> _Source document_
********

Identity theft, the misuse of someone’s personal identity to commit fraud, is a large and growing economic and legal problem. Identity theft has become the most prevalent form of fraud resulting in billions of dollars in losses.
ID theft is often considered a “white-collar” crime because it is committed during the course of normal employment duties (e.g., a bank employee gathering personal information), or the crime does not usually involve any physical harm. Identity thieves are often portrayed as sophisticated computer specialists, hackers, or organized networks. But, is this the reality?
A recent research report by Heith Copes (U Alabama at Birmingham) and Lynne Vieraitis (U Texas at Austin) has shed some light on this issue. Copes and Vieraitis searched federal court records in the US for people convicted of identity theft and then tried to find out where they were serving their sentences. They were able to find 297 inmates, from which they sampled 59 inmates in 14 prisons across the country. The convicts agreed to do detailed interviews, in private, to talk about themselves and their crimes, and the results are reported in a recent issue of Criminal Justice Review.
It turns out that identity theft is an equal-opportunity crime. The thieves were just about equally often men or women, black or white, from poor backgrounds or from middle/upper class families. The ages ranged from 23 to 60. About 52% of the criminals were employed at the time of their crimes, and only 35% used their employment status to facilitate their crime (most often mortgage fraud). Most of the ID thieves had been arrested for other crimes before, but some said they stopped doing other crimes because they could make more money stealing identities.
The most common method for obtaining identity information was to buy it, often from employees of banks, mortgage companies, and government agencies. Identity information could also be bought off the street from petty criminals often fuelling drug habits. Other methods of obtaining IDs were robbing mailboxes and going through trashcans. Sometimes, victims willingly gave up their IDs in exchange for a portion of the fraud profits.
The most common method of converting identities into cash was to apply for credit cards using the false identity. These cards were then used to buy goods to be kept, returned for cash, or sold on the street. Buying gift cards was very popular because they could be quickly sold. Instant credit offers from big box stores were also a favourite.

********

> _Items_
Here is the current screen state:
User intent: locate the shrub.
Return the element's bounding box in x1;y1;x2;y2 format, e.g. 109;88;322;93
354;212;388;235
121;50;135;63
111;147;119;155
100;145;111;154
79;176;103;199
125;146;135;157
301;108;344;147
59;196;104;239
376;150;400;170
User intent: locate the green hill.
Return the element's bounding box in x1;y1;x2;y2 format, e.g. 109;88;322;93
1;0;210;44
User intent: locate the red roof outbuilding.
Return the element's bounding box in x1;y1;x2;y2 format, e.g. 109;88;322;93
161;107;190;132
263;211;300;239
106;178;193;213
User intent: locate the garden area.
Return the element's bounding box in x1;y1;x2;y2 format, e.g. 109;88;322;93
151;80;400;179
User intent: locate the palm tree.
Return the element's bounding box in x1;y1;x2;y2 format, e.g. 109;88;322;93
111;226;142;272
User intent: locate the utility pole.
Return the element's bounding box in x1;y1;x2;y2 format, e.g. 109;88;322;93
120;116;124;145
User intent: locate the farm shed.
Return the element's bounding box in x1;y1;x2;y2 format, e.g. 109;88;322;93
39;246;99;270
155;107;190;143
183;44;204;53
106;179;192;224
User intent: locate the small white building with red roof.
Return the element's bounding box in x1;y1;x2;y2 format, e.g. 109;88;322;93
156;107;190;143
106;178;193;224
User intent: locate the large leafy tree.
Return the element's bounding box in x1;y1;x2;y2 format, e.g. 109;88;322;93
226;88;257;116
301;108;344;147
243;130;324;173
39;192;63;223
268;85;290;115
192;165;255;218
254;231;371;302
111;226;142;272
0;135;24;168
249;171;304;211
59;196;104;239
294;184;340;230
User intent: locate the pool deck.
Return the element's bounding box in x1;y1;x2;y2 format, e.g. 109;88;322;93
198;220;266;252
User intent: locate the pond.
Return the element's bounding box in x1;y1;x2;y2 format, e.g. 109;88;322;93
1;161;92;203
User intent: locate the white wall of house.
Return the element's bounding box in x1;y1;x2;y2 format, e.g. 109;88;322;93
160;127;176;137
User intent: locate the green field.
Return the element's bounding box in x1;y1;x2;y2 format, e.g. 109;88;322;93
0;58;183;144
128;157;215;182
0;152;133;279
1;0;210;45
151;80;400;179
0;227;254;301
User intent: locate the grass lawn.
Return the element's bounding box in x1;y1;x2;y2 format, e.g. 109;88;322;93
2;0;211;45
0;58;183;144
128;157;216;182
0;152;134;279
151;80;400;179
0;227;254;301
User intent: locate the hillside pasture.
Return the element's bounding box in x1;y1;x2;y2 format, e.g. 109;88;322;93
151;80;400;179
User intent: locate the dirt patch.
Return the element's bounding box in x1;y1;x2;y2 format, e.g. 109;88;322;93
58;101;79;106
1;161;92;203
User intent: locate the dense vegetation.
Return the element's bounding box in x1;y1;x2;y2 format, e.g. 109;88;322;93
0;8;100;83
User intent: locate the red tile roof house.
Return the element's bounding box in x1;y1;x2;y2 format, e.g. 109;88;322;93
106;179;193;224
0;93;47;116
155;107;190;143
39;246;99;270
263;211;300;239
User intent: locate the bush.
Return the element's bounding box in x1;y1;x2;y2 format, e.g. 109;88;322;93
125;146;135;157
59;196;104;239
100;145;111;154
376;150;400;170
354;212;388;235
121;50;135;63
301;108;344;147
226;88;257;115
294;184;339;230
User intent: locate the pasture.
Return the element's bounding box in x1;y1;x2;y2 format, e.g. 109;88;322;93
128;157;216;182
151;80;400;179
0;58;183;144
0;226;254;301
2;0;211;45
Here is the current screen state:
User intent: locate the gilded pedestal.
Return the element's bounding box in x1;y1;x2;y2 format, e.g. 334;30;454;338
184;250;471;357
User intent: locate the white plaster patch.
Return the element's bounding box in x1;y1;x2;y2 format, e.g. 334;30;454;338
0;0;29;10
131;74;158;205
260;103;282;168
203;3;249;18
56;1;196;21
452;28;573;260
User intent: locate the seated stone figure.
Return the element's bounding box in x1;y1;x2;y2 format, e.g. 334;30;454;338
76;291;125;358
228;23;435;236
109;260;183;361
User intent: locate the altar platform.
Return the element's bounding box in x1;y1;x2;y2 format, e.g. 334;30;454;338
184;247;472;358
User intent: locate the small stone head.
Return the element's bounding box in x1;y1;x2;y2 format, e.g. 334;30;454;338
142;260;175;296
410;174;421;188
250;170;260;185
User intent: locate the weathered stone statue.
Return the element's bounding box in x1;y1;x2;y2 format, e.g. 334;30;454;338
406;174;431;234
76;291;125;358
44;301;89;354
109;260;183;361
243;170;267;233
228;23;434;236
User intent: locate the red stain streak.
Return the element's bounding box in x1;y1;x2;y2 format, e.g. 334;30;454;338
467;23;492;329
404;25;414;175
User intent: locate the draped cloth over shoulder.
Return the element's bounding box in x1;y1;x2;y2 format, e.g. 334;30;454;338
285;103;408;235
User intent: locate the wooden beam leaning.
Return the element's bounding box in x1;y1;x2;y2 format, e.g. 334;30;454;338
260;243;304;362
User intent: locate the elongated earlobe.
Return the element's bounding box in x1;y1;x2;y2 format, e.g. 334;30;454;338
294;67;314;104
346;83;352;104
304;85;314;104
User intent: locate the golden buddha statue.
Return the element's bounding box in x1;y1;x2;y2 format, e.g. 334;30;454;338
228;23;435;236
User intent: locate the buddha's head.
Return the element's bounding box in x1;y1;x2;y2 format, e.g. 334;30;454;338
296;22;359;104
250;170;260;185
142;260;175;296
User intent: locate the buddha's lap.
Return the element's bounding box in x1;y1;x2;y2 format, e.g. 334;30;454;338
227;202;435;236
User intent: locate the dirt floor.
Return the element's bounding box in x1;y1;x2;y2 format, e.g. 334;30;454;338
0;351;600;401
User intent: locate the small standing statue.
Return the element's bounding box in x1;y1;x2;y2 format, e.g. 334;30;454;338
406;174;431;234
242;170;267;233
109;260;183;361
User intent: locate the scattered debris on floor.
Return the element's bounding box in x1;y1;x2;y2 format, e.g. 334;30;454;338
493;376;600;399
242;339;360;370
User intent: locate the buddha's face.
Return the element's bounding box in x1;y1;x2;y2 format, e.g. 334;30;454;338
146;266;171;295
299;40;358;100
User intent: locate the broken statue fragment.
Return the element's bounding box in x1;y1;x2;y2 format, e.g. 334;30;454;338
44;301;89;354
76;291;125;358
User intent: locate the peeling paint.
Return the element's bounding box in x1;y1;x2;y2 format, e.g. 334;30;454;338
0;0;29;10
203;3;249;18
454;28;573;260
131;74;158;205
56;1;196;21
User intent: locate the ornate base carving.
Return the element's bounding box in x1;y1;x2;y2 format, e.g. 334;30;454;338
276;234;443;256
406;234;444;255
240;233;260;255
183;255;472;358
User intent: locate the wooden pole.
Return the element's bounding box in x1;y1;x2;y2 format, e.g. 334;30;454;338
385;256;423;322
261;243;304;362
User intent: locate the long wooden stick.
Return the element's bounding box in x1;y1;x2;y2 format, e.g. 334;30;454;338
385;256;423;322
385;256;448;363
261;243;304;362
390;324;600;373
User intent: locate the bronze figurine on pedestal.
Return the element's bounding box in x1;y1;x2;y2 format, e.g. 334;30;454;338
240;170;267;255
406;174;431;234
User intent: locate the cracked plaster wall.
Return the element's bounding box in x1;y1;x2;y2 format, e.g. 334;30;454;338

********

> _Tasks and exercises_
a – According to the identity theft article, what was the most common way the thieves obtained identity information?
b – Copy out the passage from the identity theft article starting with "The most common method for" and going on through "also a favourite.".

> _Task answers_
a – They bought it, often from employees of banks, mortgage companies, and government agencies.

b –
The most common method for obtaining identity information was to buy it, often from employees of banks, mortgage companies, and government agencies. Identity information could also be bought off the street from petty criminals often fuelling drug habits. Other methods of obtaining IDs were robbing mailboxes and going through trashcans. Sometimes, victims willingly gave up their IDs in exchange for a portion of the fraud profits.
The most common method of converting identities into cash was to apply for credit cards using the false identity. These cards were then used to buy goods to be kept, returned for cash, or sold on the street. Buying gift cards was very popular because they could be quickly sold. Instant credit offers from big box stores were also a favourite.